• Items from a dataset
:::

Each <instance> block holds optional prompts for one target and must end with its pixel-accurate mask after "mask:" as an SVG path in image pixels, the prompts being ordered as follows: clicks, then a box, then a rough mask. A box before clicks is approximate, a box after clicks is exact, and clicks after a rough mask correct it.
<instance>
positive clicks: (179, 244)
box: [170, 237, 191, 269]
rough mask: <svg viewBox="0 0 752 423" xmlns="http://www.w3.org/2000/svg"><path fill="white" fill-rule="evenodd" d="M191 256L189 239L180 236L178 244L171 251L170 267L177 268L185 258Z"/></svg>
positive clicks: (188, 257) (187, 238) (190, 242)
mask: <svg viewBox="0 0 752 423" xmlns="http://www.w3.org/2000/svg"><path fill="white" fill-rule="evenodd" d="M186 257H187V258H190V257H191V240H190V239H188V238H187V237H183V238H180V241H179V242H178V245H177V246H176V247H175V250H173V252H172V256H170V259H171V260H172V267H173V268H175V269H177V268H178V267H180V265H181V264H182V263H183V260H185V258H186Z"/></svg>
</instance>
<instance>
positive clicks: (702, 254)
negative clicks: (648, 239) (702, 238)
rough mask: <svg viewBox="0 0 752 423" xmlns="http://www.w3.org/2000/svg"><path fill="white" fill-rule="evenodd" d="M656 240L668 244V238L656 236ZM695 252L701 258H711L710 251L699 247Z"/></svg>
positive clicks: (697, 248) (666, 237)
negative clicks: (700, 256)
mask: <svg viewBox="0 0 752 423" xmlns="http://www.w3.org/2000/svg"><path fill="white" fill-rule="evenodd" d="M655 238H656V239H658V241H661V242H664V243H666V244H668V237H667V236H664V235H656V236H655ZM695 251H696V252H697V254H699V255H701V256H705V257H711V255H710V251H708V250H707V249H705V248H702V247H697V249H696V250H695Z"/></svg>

:::

• EXERCISE OBJECTIVE
Among the entries above, find the line with "positive clicks: (702, 254)" and the line with "positive clicks: (697, 248) (666, 237)"; give again exactly these two lines and all lines between them.

• WRITTEN ANSWER
positive clicks: (702, 254)
negative clicks: (648, 239) (702, 238)
rough mask: <svg viewBox="0 0 752 423" xmlns="http://www.w3.org/2000/svg"><path fill="white" fill-rule="evenodd" d="M656 240L668 244V238L656 236ZM695 252L701 258H711L710 251L699 247Z"/></svg>
positive clicks: (697, 248) (666, 237)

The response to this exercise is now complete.